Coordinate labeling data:
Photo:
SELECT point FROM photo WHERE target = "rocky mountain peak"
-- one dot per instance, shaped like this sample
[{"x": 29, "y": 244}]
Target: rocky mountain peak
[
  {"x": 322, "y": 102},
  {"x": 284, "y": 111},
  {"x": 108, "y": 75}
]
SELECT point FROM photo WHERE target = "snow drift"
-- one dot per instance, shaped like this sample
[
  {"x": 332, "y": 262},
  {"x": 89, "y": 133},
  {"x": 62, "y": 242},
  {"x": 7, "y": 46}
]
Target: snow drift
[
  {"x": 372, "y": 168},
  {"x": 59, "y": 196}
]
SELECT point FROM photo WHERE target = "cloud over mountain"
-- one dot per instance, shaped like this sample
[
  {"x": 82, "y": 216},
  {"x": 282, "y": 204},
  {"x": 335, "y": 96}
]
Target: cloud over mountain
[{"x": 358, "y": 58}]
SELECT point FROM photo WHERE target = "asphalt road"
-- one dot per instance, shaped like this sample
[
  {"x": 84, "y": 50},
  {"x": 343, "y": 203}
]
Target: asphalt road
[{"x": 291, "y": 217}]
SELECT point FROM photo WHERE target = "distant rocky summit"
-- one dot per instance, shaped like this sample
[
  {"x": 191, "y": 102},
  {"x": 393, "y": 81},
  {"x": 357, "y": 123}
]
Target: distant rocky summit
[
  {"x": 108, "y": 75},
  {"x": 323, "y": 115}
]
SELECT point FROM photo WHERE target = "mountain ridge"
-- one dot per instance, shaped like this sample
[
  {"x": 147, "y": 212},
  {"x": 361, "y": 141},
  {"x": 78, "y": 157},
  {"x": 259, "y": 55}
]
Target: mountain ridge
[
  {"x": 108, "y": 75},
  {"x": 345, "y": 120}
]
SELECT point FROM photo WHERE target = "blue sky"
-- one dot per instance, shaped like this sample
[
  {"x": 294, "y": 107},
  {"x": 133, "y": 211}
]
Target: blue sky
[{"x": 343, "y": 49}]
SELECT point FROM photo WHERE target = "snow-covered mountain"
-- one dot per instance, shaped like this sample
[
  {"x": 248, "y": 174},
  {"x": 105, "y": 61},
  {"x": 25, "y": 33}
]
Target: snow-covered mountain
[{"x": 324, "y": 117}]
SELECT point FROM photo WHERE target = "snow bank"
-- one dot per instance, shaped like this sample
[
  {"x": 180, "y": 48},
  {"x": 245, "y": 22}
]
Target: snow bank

What you will do = How many lines in the items above contain the string "rocky"? Reply with the number alone.

The response = 4